■ Action item A
List each counsel named in the court opinion below and the party that counsel represents.

Case ID: pa-d-c_37/html/0349-01.html
Source: Caselaw Access Project
Author: {"author": "Dumbauld, P. J.,", "license": "Public Domain", "url": "https://static.case.law/"}
Date Created: 2024-08-24T03:29:51.129683

The Baltimore & Ohio R. R. Co. v. Crosby
    
      Bernard M. Savage and W. Brown Higbee, for plaintiff.
    
      McDonald & McDonald, for defendant.
    
      January 29, 1940.
   Dumbauld, P. J.,

We have come to the conclusion that defendant’s motion must be sustained. Perhaps it would be proper to give from the bench some reasons impelling us to that conclusion.

The pleadings and the testimony disclose that defendant in this equity proceeding is plaintiff in an action brought on November 29, 1939, in the District Court of the United States for the Eastern District of New York. In that action, plaintiff declares under the terms of an act of Congress commonly referred to as the Employers’ Liability Act of April 22, 1908, 35 Stat. at L. 65, as amended by the Act of August 11, 1939, 53 Stat. at L. 1404, relying upon sections 51 and the succeeding sections of that act.

Following entry of the suit in the district court of New York, defendant in that suit, plaintiff here, filed an affidavit of defense and, at a date earlier than the date on which the bill was filed here, took a deposition for use in the case in the district court.

It thus appears as a fact that, when the bill was filed here, the District Court for the Eastern District of New York had already acquired jurisdiction of the parties and the subject matter of the litigation involved in that suit. Having jurisdiction of the parties and having jurisdiction of the subject matter, and it being a place where concededly defendant in this action, plaintiff in that, had a right to begin his action in trespass, we are of the opinion that, even though we had jurisdiction to restrain the prosecution of the action in that forum by defendant here, the rule of comity that exists between State courts and Federal courts would prevent our interfering with the jurisdiction of the district court of New York.

■ Action item B
Report every line of the rows below that contains the string "white", treating uppercase and lowercase as different.

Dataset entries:
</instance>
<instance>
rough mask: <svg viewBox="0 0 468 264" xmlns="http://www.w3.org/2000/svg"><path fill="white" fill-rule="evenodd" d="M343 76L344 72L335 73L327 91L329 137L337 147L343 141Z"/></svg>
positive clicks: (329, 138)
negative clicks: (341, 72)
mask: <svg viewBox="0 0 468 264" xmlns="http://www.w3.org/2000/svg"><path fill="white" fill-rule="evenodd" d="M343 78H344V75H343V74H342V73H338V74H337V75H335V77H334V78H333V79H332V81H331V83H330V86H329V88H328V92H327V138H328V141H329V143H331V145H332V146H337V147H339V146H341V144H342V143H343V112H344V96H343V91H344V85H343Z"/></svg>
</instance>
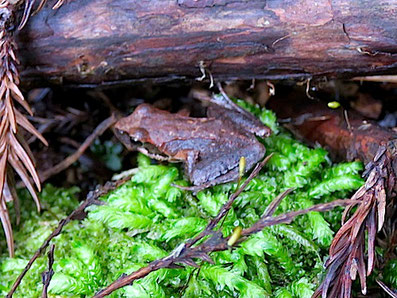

■ Answer section A
Bernard M. Savage, for plaintiff
W. Brown Higbee, for plaintiff
McDonald & McDonald, for defendant

■ Answer section B
rough mask: <svg viewBox="0 0 468 264" xmlns="http://www.w3.org/2000/svg"><path fill="white" fill-rule="evenodd" d="M343 76L344 72L335 73L327 91L329 137L337 147L343 141Z"/></svg>
mask: <svg viewBox="0 0 468 264" xmlns="http://www.w3.org/2000/svg"><path fill="white" fill-rule="evenodd" d="M343 78H344V75H343V74H342V73H338V74H337V75H335V77H334V78H333V79H332V81H331V83H330V86H329V88H328V92H327V138H328V141H329V143H331V145H332V146H337V147H339V146H341V144H342V143H343V112H344V96H343V91H344V85H343Z"/></svg>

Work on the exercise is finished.